Texto del documento:
Empiezo mirando hacia el este para extasiarme con la Torre mudéjar de San Pedro, con sus campanas instaladas milagrosamente y su inclinación este-oeste, que no se puede apreciar desde este enfoque; subo la vista hacia el este para congratularme con las fachadas de estilo renacentista del Palacio de los Vargas y de la Capilla del Obispo, con su estructura de estilo gótico isabelino, y sus notables obras de arte como las escenas bíblicas de sus puertas de madera, el retablo policromado o los alabastros de Giralte, que servían de fondo incomparable a mis misas, mis sabatinas y a los demás actos píos a los que me dedicaba en mis años mozos. Y yo sin saberlo y valorarlo por aquel entonces.

Extractos de datos:
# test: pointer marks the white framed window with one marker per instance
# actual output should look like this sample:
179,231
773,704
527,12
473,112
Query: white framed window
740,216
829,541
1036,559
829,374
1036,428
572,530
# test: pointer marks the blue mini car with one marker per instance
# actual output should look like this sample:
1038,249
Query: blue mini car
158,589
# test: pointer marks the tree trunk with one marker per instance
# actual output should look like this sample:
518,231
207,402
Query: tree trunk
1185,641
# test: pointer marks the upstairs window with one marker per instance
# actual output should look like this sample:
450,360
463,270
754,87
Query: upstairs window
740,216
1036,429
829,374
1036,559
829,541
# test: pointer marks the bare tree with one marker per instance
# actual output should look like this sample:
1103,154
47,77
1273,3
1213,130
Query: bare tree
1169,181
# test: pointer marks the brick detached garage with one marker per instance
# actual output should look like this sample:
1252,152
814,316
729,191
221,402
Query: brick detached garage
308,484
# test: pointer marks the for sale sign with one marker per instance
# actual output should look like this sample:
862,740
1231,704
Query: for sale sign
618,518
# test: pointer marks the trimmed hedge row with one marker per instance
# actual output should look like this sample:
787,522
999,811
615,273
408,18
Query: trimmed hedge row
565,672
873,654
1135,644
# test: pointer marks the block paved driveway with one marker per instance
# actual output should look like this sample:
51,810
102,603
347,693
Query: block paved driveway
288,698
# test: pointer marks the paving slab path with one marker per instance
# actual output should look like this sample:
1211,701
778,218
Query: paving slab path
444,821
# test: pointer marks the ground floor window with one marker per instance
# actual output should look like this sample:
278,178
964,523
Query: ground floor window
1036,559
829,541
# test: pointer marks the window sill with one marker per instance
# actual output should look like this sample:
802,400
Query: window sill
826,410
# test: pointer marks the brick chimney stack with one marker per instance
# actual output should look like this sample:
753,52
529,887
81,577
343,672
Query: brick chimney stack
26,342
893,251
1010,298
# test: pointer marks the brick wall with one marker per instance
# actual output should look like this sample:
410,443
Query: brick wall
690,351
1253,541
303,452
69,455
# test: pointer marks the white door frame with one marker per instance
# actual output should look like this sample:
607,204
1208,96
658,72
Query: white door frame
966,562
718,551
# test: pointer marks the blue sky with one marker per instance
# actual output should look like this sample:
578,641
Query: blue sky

Tareas escritas:
a) Responda estas preguntas sobre el texto del documento:
(i) ¿De qué estilo es la Torre de San Pedro?
(ii) ¿Qué estilo tiene la estructura de la Capilla del Obispo?
(iii) ¿Qué representan las puertas de madera de la capilla?
b) Según el texto del documento, ¿por qué no se aprecia la inclinación este-oeste de la Torre de San Pedro? Explíquelo en una a tres oraciones.

Resultados por tarea:
a)
(i) Es de estilo mudéjar.
(ii) Tiene una estructura de estilo gótico isabelino.
(iii) Representan escenas bíblicas.

b) La inclinación no se aprecia por el enfoque desde el que se mira la torre. Ese enfoque es mirar hacia el este, y desde él no se puede apreciar esa inclinación.